───── Provided data ─────
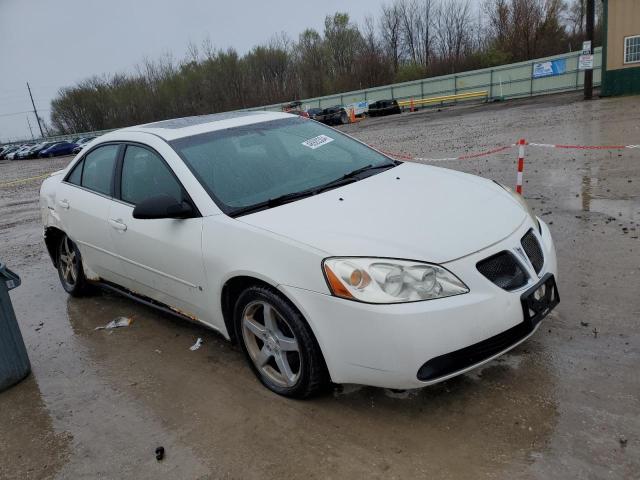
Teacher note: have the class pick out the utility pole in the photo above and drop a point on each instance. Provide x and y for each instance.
(588, 74)
(29, 123)
(35, 111)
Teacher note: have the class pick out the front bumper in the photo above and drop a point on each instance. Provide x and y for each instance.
(386, 345)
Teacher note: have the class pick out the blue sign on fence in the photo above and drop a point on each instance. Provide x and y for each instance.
(549, 69)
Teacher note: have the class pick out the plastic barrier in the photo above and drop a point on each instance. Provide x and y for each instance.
(14, 361)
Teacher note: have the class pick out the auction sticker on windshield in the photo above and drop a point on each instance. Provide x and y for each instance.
(317, 142)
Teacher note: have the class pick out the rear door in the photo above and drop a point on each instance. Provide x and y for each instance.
(83, 202)
(162, 257)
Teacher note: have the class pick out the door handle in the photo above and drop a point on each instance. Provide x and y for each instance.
(118, 225)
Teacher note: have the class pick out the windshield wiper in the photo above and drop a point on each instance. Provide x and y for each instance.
(350, 177)
(290, 197)
(273, 202)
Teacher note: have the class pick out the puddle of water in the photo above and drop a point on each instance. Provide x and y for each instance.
(627, 209)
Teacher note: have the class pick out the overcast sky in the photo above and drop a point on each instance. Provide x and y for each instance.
(56, 43)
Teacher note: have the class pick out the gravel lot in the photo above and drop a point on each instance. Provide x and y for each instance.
(565, 404)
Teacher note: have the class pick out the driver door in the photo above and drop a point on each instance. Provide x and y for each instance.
(162, 257)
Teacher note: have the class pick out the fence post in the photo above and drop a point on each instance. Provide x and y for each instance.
(531, 82)
(521, 144)
(491, 84)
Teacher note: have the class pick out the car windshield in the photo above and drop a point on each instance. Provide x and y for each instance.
(255, 164)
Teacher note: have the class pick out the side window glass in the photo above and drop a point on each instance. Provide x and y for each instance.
(145, 175)
(76, 174)
(98, 169)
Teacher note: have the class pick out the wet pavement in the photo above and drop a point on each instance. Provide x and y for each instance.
(565, 404)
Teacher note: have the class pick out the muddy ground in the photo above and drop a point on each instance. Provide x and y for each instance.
(565, 404)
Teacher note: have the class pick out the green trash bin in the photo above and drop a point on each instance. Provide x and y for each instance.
(14, 361)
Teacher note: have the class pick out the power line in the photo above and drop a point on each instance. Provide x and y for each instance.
(24, 111)
(35, 111)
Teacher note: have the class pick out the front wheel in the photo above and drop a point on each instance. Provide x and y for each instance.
(279, 345)
(70, 268)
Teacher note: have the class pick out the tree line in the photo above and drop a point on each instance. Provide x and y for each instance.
(409, 39)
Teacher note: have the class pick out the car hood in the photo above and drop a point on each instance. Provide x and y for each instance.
(411, 211)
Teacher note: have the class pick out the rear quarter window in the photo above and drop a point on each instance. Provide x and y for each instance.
(99, 165)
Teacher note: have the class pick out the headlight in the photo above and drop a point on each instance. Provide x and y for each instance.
(387, 280)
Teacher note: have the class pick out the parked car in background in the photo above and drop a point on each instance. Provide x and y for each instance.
(336, 115)
(16, 154)
(58, 149)
(314, 112)
(323, 258)
(34, 151)
(384, 107)
(7, 150)
(23, 154)
(300, 113)
(81, 143)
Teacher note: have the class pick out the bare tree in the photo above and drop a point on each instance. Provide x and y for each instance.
(390, 30)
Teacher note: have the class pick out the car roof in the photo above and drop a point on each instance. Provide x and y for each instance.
(184, 127)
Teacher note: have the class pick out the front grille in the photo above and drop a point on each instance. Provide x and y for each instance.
(503, 270)
(532, 248)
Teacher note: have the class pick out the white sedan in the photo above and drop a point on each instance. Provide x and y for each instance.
(326, 260)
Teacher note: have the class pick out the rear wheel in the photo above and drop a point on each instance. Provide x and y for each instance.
(70, 268)
(279, 345)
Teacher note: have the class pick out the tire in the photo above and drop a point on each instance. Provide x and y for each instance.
(70, 269)
(285, 343)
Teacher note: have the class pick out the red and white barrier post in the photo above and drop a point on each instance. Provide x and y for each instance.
(521, 144)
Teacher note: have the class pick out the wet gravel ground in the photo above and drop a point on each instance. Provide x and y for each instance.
(565, 404)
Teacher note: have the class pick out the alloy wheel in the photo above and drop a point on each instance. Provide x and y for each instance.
(68, 262)
(271, 343)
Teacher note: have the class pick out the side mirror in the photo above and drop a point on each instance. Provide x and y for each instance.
(162, 206)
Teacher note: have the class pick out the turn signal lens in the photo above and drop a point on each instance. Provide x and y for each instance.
(376, 280)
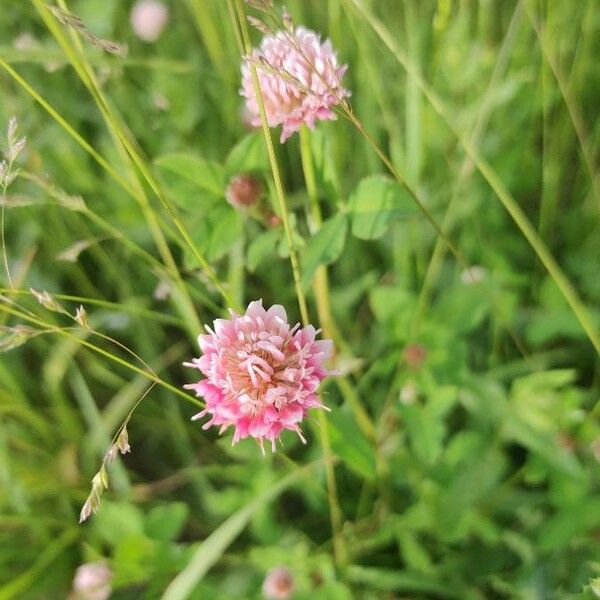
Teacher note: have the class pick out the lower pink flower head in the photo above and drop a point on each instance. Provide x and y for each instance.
(300, 83)
(261, 374)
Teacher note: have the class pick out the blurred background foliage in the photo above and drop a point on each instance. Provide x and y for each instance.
(473, 471)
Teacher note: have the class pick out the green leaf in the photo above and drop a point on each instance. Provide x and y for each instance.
(166, 522)
(350, 445)
(248, 154)
(217, 542)
(261, 247)
(227, 230)
(324, 247)
(206, 175)
(117, 520)
(374, 203)
(132, 557)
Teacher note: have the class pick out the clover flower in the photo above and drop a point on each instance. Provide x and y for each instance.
(148, 19)
(261, 374)
(300, 80)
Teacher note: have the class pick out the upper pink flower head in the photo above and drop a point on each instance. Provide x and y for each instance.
(261, 374)
(300, 83)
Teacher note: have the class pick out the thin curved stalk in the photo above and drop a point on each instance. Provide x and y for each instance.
(340, 552)
(492, 178)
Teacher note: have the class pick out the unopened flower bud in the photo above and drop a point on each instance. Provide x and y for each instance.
(278, 584)
(92, 582)
(243, 190)
(148, 19)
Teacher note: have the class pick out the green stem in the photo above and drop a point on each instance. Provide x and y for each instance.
(340, 552)
(491, 177)
(321, 286)
(116, 359)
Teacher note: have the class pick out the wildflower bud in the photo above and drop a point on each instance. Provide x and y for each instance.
(92, 581)
(90, 506)
(243, 190)
(162, 290)
(287, 21)
(82, 318)
(11, 130)
(111, 454)
(259, 25)
(274, 221)
(123, 441)
(278, 584)
(408, 393)
(414, 355)
(148, 19)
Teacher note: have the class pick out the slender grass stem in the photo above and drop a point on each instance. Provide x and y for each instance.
(493, 180)
(340, 552)
(67, 332)
(321, 287)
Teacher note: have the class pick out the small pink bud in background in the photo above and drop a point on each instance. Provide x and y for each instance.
(148, 19)
(244, 190)
(261, 373)
(92, 582)
(278, 584)
(414, 355)
(274, 221)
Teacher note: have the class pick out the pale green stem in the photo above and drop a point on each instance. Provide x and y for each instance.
(340, 552)
(492, 178)
(120, 132)
(49, 327)
(321, 287)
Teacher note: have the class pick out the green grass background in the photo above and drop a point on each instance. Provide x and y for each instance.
(471, 475)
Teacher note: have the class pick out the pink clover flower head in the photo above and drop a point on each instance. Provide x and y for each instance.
(300, 81)
(262, 375)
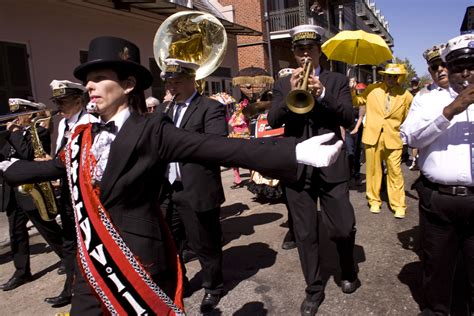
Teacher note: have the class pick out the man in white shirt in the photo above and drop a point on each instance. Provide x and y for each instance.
(441, 125)
(69, 97)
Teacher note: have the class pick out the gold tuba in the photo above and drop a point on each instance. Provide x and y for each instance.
(42, 193)
(300, 100)
(191, 36)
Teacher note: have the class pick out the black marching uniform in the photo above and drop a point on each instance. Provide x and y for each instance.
(20, 208)
(198, 195)
(329, 184)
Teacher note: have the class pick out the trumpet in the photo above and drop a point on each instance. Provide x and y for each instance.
(300, 100)
(11, 117)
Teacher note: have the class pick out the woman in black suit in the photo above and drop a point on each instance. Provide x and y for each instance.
(115, 170)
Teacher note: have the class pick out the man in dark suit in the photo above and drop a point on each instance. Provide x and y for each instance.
(127, 260)
(20, 207)
(194, 191)
(332, 109)
(70, 100)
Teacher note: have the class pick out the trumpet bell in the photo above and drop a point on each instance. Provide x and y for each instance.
(194, 37)
(300, 101)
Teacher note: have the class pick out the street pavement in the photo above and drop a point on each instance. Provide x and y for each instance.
(260, 277)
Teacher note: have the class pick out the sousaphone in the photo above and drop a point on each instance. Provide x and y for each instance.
(191, 36)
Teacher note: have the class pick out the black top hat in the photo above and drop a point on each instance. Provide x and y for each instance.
(115, 53)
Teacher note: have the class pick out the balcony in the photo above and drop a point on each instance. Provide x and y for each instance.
(373, 18)
(284, 20)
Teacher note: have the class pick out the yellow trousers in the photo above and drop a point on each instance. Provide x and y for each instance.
(374, 155)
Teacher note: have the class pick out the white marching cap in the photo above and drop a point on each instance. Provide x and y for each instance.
(15, 103)
(306, 33)
(175, 67)
(459, 47)
(285, 72)
(63, 88)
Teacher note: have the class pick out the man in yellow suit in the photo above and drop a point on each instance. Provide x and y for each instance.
(387, 105)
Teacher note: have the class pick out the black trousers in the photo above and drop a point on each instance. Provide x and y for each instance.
(447, 229)
(69, 245)
(19, 238)
(338, 218)
(85, 301)
(202, 232)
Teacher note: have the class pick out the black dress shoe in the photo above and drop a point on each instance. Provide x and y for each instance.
(188, 255)
(310, 308)
(59, 301)
(15, 282)
(349, 287)
(62, 269)
(289, 241)
(209, 302)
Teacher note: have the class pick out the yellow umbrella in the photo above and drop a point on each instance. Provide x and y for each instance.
(357, 48)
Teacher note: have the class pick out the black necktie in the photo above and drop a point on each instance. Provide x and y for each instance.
(179, 107)
(99, 127)
(65, 136)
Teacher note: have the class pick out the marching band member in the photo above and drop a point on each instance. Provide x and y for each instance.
(194, 192)
(127, 260)
(332, 109)
(20, 207)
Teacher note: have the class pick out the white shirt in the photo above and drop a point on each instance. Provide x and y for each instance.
(173, 167)
(102, 142)
(444, 146)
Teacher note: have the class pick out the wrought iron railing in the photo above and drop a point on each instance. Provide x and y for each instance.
(283, 19)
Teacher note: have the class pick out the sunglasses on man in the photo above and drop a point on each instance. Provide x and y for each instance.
(435, 66)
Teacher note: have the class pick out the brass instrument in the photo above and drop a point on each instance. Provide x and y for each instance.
(13, 116)
(42, 193)
(191, 36)
(300, 100)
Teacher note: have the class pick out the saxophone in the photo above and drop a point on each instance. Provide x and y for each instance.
(42, 193)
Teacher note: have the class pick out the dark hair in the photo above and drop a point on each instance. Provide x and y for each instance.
(136, 98)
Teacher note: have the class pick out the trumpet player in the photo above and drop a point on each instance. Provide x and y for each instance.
(20, 207)
(441, 127)
(329, 106)
(128, 259)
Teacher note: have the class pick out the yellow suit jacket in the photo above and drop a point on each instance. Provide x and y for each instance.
(378, 120)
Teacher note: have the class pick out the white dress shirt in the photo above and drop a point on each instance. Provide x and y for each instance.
(79, 118)
(444, 146)
(102, 142)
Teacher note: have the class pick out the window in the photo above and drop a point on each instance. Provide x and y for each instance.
(15, 79)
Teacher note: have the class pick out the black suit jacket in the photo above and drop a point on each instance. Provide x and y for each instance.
(202, 183)
(18, 145)
(334, 110)
(136, 169)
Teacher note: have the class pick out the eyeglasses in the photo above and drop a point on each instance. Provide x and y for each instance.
(461, 66)
(62, 101)
(435, 67)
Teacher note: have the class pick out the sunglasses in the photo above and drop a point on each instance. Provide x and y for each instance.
(435, 67)
(62, 101)
(460, 66)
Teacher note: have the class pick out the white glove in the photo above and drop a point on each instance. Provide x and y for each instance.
(311, 152)
(5, 164)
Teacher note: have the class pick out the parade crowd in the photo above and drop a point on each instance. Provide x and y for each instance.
(137, 182)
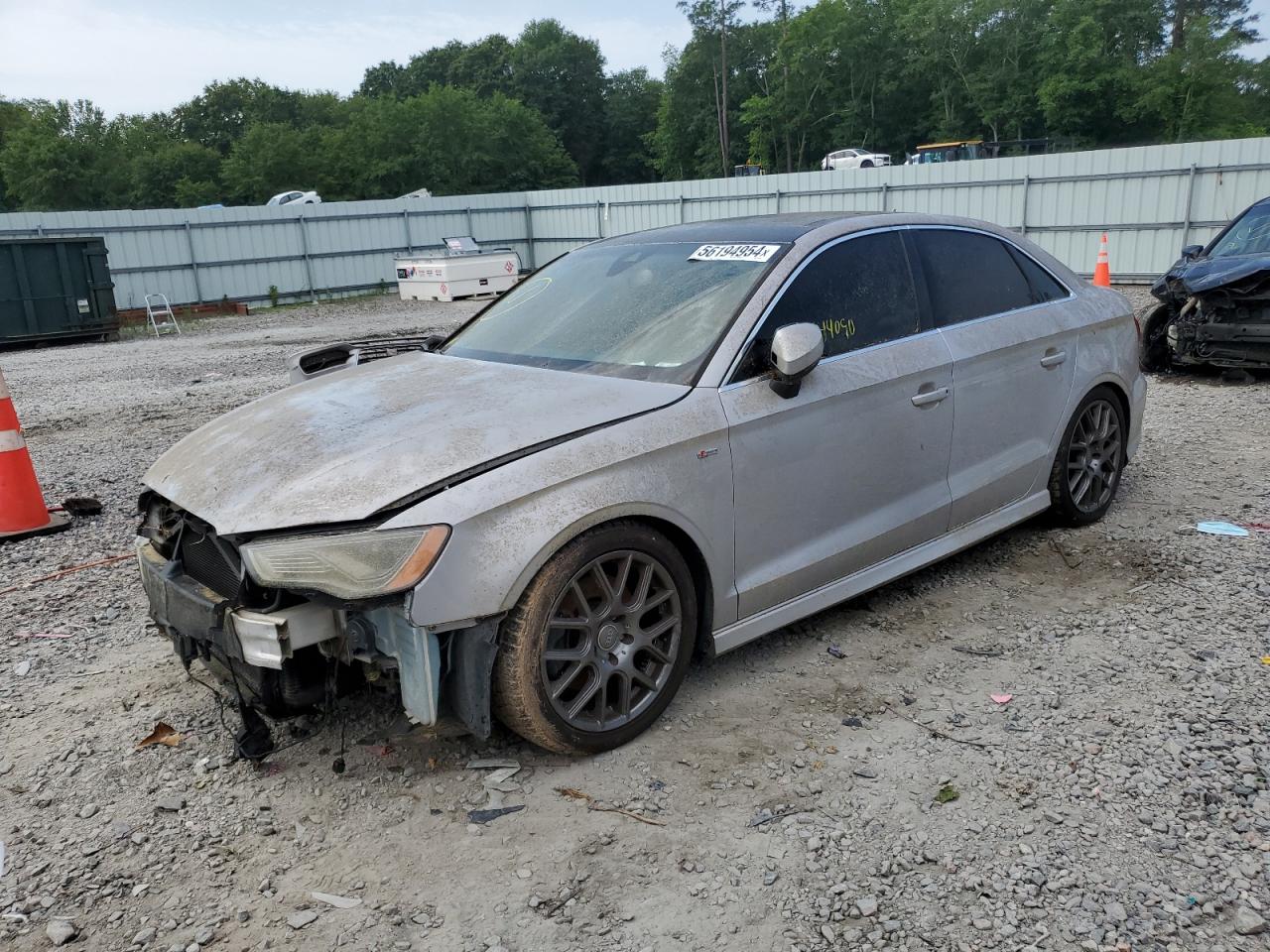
─────
Directions for this task
Collect every line of the material above that contains the string "side". Case matters.

Right answer
Teacher note: have the class pick out the side window glass in the photo above and drop a point on each instance. Provide x and y for each instance.
Teacher note: have the class pick out the side mirror in the photo above and drop a point on each instance. Provide x and y for each instance.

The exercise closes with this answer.